Excerpts from point annotation data:
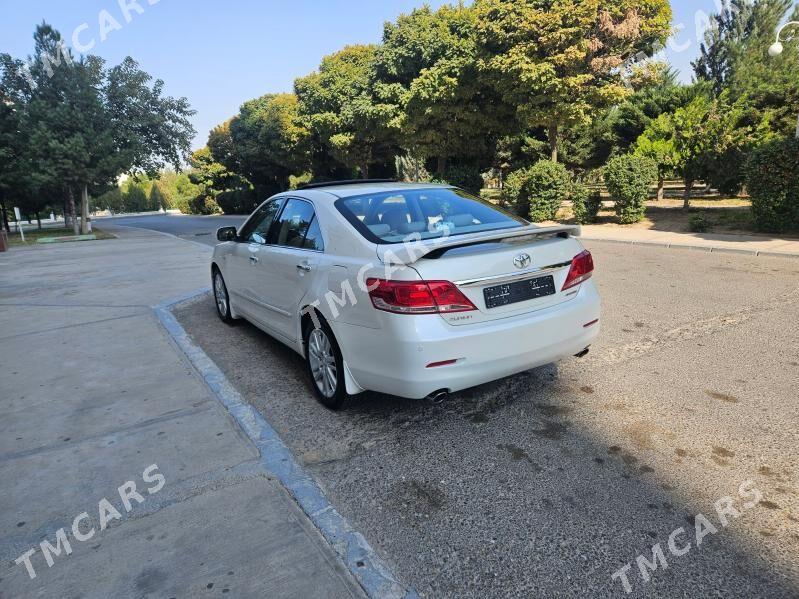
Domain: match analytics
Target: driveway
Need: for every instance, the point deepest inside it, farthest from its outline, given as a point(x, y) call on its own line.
point(189, 227)
point(122, 474)
point(549, 482)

*TO DO*
Lay out the lines of the entries as a JSON list of strings, one string per line with blank lines omitted. Leave the pictures out.

*THE OUTPUT*
[
  "Domain: match analytics",
  "Target: driveway",
  "Need: for every instance, the point deepest inside it, farthest from its outline, given as a point(x, y) call on its own line.",
  "point(189, 227)",
  "point(122, 474)",
  "point(549, 482)"
]